Point annotation material
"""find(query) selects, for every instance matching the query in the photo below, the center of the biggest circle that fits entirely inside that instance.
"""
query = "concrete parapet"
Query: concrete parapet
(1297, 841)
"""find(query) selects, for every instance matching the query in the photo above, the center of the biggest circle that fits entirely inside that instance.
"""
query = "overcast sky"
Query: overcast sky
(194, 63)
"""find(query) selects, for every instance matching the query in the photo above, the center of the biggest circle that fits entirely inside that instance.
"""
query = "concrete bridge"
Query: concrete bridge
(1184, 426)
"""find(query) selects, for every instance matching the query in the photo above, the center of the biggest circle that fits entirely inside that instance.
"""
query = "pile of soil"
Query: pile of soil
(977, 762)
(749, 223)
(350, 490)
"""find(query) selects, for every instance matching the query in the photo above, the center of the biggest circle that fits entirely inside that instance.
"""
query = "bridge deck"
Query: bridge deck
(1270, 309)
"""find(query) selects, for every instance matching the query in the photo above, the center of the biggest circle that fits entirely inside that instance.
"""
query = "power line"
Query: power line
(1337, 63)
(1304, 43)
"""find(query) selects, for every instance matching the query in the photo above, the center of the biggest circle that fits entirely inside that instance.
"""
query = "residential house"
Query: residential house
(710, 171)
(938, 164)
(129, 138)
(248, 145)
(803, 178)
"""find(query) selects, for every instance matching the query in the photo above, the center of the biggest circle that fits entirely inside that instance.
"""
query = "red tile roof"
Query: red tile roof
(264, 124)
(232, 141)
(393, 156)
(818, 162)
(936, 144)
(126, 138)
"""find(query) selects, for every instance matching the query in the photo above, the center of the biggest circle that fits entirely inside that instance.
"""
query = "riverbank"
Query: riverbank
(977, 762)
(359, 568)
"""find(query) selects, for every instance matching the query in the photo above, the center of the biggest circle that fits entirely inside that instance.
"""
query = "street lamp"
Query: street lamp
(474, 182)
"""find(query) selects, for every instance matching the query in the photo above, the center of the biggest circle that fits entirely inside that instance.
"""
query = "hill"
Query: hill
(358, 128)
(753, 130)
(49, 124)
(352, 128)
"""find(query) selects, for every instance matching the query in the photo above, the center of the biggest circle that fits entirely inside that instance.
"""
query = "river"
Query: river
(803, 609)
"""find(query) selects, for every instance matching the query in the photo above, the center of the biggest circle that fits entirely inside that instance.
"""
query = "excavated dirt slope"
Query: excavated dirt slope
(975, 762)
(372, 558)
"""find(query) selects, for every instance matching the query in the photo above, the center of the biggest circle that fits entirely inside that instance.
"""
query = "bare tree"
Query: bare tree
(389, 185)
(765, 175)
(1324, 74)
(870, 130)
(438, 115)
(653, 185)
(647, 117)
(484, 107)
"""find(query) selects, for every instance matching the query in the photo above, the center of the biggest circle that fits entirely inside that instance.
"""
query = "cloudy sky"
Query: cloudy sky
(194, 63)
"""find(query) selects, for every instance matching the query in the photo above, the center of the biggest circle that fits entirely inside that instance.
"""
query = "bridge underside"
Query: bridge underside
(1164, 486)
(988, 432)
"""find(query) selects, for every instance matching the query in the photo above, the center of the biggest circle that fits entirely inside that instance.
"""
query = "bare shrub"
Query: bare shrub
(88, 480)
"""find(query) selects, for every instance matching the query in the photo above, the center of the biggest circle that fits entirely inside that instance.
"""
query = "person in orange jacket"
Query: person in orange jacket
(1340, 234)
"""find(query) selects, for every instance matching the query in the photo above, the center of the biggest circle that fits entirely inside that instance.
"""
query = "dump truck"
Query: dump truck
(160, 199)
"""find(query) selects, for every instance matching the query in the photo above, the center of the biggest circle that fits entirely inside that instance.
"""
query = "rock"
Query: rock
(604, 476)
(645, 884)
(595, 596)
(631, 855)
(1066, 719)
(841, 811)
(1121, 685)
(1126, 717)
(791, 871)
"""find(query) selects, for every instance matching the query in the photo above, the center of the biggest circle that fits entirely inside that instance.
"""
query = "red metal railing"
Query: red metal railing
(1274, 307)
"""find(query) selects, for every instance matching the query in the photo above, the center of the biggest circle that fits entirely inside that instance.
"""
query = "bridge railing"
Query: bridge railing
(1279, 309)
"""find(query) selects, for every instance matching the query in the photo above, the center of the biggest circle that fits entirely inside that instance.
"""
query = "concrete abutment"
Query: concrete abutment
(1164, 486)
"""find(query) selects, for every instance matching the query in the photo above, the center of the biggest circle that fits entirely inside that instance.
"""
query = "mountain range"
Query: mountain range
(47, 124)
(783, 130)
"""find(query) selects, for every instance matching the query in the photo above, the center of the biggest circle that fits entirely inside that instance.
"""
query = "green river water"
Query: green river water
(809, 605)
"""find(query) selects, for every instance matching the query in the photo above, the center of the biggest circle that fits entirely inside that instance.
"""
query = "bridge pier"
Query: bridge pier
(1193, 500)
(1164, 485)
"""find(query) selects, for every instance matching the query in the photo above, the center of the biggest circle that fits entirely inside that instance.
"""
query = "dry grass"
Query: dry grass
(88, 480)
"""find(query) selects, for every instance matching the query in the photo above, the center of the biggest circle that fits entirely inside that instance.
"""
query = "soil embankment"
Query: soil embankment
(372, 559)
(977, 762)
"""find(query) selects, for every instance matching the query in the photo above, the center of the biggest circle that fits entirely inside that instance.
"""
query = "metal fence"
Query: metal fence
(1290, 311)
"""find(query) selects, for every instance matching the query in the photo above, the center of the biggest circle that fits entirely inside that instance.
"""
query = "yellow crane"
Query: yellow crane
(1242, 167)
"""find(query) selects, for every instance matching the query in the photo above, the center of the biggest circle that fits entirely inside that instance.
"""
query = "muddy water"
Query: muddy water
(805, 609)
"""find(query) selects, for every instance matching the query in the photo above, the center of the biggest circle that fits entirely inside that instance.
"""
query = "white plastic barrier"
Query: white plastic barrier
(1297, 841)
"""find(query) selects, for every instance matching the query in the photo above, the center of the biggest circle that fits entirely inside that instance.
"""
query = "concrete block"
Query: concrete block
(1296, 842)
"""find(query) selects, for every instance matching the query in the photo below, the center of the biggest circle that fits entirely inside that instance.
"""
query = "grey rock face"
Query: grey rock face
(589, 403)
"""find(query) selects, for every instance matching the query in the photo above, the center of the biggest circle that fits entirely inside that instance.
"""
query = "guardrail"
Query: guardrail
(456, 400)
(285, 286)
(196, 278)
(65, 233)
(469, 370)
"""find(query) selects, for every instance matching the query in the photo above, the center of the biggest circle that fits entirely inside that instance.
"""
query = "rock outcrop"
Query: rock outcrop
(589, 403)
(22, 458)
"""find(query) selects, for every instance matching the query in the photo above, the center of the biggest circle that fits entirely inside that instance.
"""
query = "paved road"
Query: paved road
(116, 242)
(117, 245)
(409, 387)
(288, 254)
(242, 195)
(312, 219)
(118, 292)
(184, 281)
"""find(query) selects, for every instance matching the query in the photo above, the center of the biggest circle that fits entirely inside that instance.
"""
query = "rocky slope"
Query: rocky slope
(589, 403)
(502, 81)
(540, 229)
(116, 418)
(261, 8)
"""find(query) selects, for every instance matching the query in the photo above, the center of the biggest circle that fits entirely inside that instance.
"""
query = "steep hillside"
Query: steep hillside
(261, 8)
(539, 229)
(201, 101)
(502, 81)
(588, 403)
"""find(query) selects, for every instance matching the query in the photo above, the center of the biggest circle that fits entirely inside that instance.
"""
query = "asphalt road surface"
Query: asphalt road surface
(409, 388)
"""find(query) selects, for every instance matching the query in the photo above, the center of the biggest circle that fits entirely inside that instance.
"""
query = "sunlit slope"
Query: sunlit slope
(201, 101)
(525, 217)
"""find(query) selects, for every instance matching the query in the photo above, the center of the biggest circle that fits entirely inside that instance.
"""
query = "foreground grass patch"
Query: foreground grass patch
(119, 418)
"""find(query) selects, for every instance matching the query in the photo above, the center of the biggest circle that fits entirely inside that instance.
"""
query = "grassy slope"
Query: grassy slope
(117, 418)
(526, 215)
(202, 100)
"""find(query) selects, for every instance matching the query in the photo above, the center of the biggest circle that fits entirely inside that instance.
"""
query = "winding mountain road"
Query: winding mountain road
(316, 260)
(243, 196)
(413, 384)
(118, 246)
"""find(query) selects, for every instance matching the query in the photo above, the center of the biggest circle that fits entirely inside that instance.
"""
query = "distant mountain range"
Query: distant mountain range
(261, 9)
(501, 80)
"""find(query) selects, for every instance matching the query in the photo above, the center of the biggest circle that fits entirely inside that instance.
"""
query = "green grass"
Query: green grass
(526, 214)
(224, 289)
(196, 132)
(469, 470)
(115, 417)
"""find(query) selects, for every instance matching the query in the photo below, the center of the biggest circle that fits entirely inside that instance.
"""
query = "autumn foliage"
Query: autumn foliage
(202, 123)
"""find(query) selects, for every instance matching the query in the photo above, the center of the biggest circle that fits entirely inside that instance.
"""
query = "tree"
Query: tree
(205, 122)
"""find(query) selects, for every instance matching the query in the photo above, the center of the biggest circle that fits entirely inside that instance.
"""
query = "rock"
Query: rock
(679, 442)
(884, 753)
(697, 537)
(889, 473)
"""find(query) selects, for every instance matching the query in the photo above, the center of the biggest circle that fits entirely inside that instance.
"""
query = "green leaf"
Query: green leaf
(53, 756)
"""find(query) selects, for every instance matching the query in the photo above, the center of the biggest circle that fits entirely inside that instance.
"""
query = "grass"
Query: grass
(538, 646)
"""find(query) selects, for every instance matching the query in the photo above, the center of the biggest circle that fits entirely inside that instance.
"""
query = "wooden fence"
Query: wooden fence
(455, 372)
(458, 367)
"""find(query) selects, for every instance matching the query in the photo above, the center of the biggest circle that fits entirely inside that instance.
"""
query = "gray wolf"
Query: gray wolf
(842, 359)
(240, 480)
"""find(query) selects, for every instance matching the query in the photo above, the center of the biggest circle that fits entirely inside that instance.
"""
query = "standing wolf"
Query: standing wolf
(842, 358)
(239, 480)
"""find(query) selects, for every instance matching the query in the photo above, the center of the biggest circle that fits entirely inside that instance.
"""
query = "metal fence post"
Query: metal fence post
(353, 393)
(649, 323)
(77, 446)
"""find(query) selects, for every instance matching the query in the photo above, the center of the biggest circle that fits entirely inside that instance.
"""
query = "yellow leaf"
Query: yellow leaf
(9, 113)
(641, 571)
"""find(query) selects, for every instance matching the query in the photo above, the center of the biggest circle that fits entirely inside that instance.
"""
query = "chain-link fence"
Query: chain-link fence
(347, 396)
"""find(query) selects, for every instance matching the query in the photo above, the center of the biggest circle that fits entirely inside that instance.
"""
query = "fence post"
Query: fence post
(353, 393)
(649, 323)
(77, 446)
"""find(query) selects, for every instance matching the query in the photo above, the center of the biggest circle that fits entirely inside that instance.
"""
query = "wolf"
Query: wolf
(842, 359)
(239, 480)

▶ **GOAL**
Reproduce the material above verbatim, from its first line down to and including the line that contains "(1270, 309)".

▶ **SOLUTION**
"""find(query) selects, for every instance matching the query in the photo below, the center of the biggest circle that fits entirely inside that instance.
"""
query = "concrete parapet"
Query: concrete parapet
(1297, 841)
"""find(query) selects, for every instance matching the query in the photo above, the center of the biggest circle that fits entirely inside that instance.
"""
query = "overcast sky"
Query: overcast sky
(194, 63)
"""find(query) selects, for every instance matching the query in the photo above, the center of the biggest circle that fits entirely inside that instance.
"""
query = "concrete bridge"
Query: concrete bridge
(1184, 426)
"""find(query) selects, for every instance matching the query in the photo above, the center of the biggest circle that fits entirely inside that instance.
"""
query = "pile of soil"
Query: pile of soil
(977, 762)
(749, 223)
(350, 490)
"""find(query) selects, for every instance matching the query in the photo above, the center of the biggest circle that fits entirely inside that instance.
"""
query = "bridge deck"
Query: bridge deck
(1270, 309)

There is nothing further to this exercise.